_Problem requirements_. Please convert the lines, starting at the one containing "Exercise. Point out the hillside" and continuing through the end, into a two-column CSV headed "text" and "points". Give one row for each line and the answer beneath it, with each value in a single quoted field and its line breaks turned into spaces.

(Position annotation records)
####################

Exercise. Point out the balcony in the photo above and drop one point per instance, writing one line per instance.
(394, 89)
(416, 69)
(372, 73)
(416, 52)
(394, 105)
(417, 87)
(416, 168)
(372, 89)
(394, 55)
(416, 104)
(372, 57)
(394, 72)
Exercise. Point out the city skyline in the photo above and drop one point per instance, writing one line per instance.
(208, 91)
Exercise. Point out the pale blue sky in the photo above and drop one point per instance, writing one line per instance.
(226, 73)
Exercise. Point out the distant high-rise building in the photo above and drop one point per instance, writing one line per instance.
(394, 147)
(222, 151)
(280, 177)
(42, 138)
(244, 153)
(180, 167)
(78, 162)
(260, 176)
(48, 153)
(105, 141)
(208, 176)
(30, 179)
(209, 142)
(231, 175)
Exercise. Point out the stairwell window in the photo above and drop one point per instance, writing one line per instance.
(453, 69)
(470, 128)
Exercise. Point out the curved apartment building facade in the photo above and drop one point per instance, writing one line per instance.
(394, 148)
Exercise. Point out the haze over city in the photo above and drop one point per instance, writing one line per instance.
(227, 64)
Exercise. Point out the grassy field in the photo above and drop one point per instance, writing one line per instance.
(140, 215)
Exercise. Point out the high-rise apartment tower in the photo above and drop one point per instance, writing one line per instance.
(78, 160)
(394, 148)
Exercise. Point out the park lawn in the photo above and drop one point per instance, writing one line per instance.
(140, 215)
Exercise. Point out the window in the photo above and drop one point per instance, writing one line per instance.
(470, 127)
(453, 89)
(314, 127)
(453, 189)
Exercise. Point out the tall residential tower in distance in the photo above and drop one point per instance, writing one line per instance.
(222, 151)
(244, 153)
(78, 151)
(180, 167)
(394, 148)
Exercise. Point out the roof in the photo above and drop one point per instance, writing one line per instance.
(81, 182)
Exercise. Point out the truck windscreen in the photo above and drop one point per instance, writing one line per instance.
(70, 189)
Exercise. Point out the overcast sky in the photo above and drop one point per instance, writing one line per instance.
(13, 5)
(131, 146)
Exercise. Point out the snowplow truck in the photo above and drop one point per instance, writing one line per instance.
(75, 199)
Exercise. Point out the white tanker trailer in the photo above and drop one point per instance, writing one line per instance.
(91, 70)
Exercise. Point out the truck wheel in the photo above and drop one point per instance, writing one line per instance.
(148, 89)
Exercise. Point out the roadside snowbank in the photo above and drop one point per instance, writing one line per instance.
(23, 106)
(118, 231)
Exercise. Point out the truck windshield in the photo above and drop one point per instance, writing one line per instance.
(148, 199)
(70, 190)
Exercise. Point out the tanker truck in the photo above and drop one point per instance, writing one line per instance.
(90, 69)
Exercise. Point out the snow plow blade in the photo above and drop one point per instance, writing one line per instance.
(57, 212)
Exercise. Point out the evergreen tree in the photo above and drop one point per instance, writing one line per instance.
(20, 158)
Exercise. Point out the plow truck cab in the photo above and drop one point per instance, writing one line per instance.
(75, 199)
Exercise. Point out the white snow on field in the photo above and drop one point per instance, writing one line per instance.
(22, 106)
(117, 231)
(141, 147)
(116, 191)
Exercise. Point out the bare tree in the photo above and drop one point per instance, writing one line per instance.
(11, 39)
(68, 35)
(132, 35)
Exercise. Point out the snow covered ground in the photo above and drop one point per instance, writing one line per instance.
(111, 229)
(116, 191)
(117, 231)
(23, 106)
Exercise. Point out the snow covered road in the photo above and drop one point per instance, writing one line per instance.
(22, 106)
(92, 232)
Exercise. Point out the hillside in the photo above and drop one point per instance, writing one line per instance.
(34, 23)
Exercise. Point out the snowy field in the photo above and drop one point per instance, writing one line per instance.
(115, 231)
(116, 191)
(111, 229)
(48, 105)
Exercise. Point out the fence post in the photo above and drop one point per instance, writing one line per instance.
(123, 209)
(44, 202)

####################

_Answer in full_.
text,points
"Exercise. Point out the hillside in the photo above and drop one point per instance, writing one line per instance.","(34, 23)"
"Exercise. Point out the snowy field in the photo above and drop one point per instance, writing one line per instance.","(115, 231) (116, 191) (111, 229) (48, 105)"
"Exercise. Point out the fence post in the photo above and drop one point per instance, writing one line per instance.","(123, 209) (44, 202)"